やること →
MSP430を紹介する本文では、MSP430の命令数はいくつとされているか。

本文 →
===============
MSP430は、消費電流が1MIPSあたり250μA・待機時1μA未満という、超低消費電力が最大の謳い文句となっており、市中の電気・ガスメーター、血圧計やパルスオキシメーターなどの医療器具、テスター、果てはシューズなどに、幅広く採用されているMCUである。

アーキテクチャ野郎にとって気になるのは、まずレジスタ構成と、命令コードであるが、内部には16ビット汎用レジスターがR0からR15まで計16本、そして7つのアドレッシングモードが用意されており、C言語への最適化効率を強く意識した設計になっている。逆に、命令数は極限まで絞り込まれ、その数は驚くなかれたったの27である。基本的かつ必要最低限の命令セットのみが提供され、「足りない部分は、各自ソフトウェアで工夫して頂戴」という訳だ。

最近のMCUは、多機能化を計るあまり、ニーモニック(MOV, INC など命令の略称)を見ただけでは、一体何をする命令なのか、全く予想もつかないものが多い(中でも国内メーカーのニーモニックやポート名に対するネーミングセンスの悪さは際だっている)。結果として、プログラマーは新しい命令体系の習得および難解な略称名の暗記に、膨大な時間を費やされることになる。
===============
提供資料 →

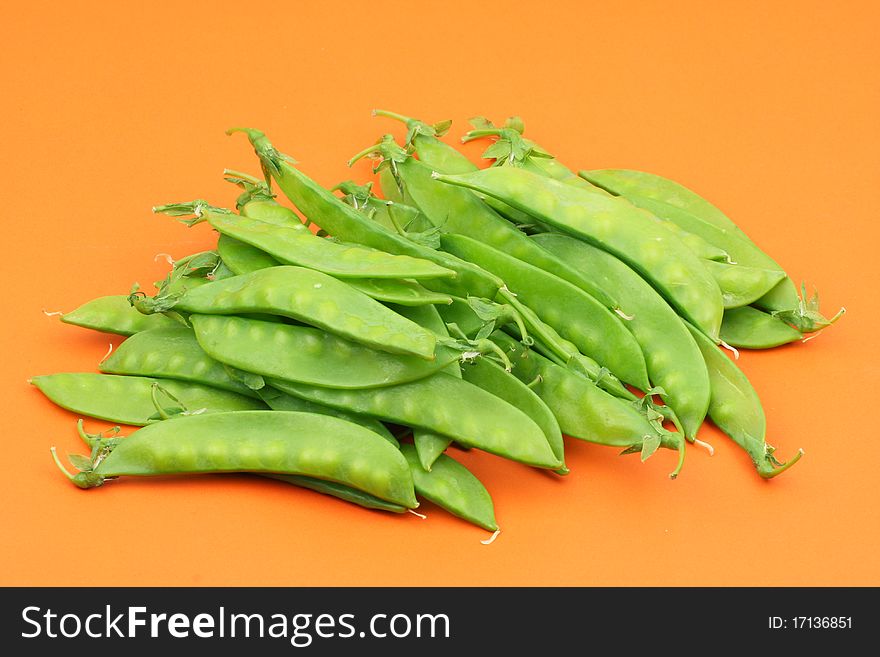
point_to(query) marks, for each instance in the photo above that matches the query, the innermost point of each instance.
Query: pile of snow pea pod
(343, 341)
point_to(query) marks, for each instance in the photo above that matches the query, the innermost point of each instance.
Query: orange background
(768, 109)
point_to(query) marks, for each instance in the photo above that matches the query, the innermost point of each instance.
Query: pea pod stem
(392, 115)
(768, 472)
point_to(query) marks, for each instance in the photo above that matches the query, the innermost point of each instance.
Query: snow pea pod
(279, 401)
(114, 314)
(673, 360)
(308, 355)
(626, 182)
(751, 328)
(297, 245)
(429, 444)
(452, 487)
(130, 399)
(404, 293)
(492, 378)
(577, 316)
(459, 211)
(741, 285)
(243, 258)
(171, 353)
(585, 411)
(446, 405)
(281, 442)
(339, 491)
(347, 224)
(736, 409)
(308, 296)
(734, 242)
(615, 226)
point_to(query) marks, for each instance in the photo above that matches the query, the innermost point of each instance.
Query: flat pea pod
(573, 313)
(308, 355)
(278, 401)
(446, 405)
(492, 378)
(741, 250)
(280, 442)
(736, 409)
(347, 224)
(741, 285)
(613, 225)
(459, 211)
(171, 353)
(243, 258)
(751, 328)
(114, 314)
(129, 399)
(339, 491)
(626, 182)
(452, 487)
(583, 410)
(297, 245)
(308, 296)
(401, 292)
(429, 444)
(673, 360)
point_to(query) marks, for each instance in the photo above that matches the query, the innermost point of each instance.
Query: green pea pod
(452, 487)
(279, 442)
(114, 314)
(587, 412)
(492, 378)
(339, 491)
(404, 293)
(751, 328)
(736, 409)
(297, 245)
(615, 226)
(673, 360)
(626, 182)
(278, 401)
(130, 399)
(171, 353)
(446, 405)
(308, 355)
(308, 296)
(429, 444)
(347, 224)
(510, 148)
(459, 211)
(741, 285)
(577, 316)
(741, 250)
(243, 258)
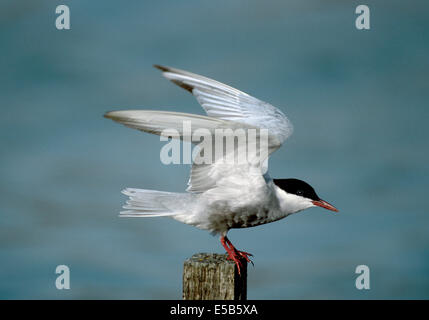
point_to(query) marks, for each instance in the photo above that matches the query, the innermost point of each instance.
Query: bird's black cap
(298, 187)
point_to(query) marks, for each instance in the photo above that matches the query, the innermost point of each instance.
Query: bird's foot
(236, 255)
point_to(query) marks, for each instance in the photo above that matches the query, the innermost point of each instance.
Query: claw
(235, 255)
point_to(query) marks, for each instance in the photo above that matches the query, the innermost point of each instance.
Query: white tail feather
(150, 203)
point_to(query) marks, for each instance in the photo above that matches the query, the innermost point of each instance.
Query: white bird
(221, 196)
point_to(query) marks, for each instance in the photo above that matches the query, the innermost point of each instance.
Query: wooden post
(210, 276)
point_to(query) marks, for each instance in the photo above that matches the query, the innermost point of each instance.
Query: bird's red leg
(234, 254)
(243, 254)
===============
解答 →
27である。